* [THE DATA]:
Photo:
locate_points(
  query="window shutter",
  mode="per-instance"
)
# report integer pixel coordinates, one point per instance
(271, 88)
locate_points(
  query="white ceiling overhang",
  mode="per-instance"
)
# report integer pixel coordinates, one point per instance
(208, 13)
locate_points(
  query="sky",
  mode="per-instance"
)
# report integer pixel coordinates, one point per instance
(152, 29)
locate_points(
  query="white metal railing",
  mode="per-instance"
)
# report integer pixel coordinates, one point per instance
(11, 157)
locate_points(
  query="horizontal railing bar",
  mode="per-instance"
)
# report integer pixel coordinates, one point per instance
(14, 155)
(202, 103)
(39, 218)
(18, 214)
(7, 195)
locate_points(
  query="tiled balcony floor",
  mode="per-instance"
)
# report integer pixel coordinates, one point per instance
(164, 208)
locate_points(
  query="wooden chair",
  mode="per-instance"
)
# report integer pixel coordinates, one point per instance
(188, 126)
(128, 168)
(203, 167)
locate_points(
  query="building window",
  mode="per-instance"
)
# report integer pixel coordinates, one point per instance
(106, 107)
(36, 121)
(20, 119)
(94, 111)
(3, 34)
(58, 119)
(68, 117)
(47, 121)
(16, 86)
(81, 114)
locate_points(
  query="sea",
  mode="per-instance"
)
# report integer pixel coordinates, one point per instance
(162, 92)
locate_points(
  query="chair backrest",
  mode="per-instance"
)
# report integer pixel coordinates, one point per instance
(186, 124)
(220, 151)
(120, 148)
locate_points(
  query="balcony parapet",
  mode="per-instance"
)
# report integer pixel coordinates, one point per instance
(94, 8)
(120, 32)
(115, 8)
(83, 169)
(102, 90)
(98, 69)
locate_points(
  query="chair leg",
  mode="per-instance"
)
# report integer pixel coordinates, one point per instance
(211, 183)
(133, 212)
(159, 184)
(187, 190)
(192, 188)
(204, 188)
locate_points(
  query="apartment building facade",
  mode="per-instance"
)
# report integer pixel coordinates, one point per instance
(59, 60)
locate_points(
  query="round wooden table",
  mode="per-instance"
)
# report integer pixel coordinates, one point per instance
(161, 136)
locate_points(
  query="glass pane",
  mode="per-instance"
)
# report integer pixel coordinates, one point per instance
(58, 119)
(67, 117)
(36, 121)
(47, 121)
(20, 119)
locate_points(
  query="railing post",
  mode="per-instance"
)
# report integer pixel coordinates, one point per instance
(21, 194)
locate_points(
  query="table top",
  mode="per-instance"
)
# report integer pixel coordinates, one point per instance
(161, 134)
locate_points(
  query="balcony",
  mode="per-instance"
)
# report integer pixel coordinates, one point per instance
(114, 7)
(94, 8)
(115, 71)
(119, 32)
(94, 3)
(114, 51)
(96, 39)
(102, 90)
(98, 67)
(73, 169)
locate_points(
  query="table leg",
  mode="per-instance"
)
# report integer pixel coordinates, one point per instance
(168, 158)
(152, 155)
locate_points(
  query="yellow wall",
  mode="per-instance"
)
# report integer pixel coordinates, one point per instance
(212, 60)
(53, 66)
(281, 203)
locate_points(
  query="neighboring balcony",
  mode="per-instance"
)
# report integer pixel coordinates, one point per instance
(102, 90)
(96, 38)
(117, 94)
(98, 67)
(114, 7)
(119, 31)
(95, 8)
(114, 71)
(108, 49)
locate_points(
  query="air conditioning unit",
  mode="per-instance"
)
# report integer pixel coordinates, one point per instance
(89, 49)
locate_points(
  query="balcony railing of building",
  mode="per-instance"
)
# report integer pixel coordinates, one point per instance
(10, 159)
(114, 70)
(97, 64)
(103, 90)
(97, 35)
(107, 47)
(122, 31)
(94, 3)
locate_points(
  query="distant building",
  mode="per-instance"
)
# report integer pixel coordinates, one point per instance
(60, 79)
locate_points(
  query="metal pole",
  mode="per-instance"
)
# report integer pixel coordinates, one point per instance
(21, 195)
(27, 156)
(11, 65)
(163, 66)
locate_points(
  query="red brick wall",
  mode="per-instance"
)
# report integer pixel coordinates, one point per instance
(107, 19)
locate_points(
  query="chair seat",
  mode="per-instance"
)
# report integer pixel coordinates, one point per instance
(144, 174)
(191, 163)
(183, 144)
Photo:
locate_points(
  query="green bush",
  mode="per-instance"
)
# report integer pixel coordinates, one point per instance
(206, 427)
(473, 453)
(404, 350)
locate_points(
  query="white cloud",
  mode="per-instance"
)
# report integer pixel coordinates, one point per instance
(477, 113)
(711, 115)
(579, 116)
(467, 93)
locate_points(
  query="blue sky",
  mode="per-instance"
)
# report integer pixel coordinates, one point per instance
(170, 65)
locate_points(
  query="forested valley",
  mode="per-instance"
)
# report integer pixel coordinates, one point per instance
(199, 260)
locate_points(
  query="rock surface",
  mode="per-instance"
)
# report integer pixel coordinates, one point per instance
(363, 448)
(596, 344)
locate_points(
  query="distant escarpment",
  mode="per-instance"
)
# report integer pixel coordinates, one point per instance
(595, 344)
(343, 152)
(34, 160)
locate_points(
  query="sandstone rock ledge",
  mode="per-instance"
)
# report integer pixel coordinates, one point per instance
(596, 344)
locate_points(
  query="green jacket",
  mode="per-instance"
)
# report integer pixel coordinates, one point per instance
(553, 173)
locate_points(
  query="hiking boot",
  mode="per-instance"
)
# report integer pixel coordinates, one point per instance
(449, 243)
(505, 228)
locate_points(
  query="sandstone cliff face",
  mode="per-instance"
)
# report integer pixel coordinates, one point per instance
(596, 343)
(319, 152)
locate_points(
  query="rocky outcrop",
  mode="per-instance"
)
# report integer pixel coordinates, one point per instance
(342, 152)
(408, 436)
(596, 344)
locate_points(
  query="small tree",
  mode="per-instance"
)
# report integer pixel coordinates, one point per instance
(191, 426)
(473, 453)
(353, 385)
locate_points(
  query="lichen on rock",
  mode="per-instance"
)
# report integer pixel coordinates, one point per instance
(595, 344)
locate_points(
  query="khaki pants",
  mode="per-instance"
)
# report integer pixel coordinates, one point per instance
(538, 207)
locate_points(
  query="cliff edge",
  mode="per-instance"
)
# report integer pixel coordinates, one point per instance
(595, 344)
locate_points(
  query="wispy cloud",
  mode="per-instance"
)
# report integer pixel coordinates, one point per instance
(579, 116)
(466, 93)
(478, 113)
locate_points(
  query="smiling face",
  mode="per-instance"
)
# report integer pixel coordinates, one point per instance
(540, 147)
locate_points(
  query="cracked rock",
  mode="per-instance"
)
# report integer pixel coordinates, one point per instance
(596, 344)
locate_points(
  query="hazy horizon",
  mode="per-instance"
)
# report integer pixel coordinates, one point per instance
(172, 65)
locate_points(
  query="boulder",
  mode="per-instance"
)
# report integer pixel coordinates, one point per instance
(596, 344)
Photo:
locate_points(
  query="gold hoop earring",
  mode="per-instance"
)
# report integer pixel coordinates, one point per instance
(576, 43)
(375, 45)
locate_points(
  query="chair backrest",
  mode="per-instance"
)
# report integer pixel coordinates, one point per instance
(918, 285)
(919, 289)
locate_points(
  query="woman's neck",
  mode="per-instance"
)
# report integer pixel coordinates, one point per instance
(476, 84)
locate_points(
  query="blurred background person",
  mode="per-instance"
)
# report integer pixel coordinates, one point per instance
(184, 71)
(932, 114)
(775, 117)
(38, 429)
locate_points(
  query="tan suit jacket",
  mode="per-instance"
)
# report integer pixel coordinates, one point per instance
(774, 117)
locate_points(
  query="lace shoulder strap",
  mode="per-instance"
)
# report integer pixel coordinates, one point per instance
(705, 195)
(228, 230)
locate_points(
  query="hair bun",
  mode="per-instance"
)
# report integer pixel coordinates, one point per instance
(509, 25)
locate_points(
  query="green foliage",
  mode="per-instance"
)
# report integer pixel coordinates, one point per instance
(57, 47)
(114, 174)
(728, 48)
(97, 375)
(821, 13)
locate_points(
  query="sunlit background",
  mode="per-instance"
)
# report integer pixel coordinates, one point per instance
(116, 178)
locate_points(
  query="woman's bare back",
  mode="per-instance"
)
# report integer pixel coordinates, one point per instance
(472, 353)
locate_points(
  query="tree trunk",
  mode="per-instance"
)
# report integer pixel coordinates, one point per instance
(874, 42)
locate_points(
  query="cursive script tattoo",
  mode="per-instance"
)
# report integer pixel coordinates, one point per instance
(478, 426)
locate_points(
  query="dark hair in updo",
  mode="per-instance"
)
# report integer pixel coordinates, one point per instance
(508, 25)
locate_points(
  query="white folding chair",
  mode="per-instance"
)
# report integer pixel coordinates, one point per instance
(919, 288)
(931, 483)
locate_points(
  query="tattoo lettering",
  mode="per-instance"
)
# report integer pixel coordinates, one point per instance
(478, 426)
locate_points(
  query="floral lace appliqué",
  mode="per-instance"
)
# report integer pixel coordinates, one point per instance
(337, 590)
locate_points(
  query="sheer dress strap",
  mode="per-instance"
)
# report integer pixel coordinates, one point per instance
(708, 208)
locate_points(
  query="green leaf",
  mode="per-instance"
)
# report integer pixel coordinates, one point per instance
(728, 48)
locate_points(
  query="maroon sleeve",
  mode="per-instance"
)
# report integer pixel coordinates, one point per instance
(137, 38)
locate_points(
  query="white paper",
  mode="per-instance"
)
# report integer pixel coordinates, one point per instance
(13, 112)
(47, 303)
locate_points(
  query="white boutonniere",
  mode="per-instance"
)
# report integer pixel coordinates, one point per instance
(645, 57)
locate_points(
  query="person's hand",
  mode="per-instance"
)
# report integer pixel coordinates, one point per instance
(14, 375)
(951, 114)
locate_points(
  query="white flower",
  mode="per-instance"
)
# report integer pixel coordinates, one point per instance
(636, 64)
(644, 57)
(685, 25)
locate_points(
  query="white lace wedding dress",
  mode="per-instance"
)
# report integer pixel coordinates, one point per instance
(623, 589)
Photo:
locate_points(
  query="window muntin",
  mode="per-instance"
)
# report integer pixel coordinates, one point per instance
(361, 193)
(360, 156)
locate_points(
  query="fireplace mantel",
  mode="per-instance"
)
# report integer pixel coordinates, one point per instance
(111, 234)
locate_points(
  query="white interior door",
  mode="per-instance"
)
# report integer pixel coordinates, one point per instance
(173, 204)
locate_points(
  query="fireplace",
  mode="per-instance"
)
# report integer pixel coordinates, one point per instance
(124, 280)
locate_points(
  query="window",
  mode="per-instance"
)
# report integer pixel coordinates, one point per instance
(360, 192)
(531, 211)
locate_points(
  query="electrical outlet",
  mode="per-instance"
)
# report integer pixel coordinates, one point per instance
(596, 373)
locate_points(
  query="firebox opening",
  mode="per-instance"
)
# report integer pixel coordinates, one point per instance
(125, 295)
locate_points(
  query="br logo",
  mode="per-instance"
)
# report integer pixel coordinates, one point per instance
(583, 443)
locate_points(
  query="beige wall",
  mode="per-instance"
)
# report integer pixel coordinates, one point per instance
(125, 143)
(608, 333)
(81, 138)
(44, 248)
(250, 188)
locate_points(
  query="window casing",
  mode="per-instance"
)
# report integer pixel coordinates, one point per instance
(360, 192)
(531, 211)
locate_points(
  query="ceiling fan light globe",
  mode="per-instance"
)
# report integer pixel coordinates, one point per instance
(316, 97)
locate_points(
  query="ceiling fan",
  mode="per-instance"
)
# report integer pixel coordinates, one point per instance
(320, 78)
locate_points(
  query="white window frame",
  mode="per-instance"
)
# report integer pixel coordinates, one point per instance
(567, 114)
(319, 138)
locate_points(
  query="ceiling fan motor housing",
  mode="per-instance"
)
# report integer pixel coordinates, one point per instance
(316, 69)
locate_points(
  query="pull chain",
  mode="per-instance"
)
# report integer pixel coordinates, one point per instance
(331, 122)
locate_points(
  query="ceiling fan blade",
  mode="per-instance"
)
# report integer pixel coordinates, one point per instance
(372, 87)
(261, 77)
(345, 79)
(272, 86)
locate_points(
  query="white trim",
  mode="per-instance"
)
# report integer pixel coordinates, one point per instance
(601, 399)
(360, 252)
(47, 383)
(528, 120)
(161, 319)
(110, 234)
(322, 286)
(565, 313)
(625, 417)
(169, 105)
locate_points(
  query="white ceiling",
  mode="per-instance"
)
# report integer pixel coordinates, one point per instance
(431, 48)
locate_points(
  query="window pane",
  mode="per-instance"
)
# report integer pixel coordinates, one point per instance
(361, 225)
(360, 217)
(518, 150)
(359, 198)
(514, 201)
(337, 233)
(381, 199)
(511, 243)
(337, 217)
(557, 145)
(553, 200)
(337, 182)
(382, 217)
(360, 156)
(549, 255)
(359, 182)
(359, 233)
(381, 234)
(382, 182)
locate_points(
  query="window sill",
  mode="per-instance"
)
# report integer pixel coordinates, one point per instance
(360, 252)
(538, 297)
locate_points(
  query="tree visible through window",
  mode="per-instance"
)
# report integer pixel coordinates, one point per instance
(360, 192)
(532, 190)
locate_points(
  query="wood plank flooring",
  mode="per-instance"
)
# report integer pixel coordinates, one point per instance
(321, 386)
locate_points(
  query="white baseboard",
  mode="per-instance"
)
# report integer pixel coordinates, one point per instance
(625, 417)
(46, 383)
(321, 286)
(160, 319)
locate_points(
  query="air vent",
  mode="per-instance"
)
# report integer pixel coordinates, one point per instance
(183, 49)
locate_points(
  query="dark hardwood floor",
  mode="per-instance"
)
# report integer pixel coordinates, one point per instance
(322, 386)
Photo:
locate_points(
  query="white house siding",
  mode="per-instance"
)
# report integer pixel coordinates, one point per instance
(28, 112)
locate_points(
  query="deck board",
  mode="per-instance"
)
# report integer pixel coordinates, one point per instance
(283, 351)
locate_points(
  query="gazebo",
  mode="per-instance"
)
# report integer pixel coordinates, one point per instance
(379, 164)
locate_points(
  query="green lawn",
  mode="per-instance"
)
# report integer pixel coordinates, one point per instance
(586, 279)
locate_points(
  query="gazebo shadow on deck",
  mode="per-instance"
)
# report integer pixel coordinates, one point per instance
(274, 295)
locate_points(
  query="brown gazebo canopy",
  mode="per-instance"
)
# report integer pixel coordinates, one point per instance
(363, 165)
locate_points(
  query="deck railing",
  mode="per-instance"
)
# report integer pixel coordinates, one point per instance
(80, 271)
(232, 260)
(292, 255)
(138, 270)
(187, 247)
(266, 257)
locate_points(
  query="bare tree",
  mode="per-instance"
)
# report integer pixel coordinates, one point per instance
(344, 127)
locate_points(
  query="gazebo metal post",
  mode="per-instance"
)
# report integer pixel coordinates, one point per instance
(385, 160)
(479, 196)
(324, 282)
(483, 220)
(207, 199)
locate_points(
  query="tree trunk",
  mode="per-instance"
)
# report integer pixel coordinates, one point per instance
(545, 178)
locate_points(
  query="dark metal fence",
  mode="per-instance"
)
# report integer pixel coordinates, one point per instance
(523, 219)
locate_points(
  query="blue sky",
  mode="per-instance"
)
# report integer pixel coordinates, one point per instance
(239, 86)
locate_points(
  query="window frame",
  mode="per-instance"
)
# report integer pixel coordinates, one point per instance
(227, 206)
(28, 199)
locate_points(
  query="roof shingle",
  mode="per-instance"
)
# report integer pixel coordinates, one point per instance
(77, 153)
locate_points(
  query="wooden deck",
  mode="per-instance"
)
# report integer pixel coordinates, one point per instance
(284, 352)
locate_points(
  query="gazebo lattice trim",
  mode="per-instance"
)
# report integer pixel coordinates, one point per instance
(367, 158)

* [WHAT YOU SHOULD DO]: Only lines holding the word "metal" are wanted here; copy each from the listing.

* [ANSWER SPACE]:
  query="white metal railing",
  query="metal pole",
  query="gazebo metal post",
  query="dark metal fence",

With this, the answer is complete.